_To do_
The answer must consist of every line in the records that contains the word "point".

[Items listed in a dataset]

☆ ☆ ☆ ☆

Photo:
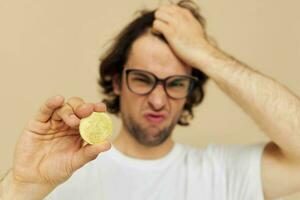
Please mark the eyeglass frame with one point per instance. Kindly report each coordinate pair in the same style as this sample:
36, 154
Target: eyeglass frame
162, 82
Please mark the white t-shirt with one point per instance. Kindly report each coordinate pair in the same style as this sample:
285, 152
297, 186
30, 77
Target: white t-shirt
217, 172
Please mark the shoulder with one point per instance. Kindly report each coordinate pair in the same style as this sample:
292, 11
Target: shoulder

☆ ☆ ☆ ☆

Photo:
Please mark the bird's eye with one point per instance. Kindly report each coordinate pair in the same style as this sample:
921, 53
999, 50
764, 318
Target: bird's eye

☆ ☆ ☆ ☆

_Your response_
Please mark the eyeglass frame with one point per instance. Kindly report each coordinate pair in the same style as this sample:
Please mark the white t-shirt with one point per instance. Kindly report each coordinate pair in the same style as this sample:
Please mark the shoulder with one point per instance. Kindly report each coordinate pair in the same style as this sample:
Please mark the bird's eye with one point per instance. Kindly report each coordinate pair in the same style as this sample:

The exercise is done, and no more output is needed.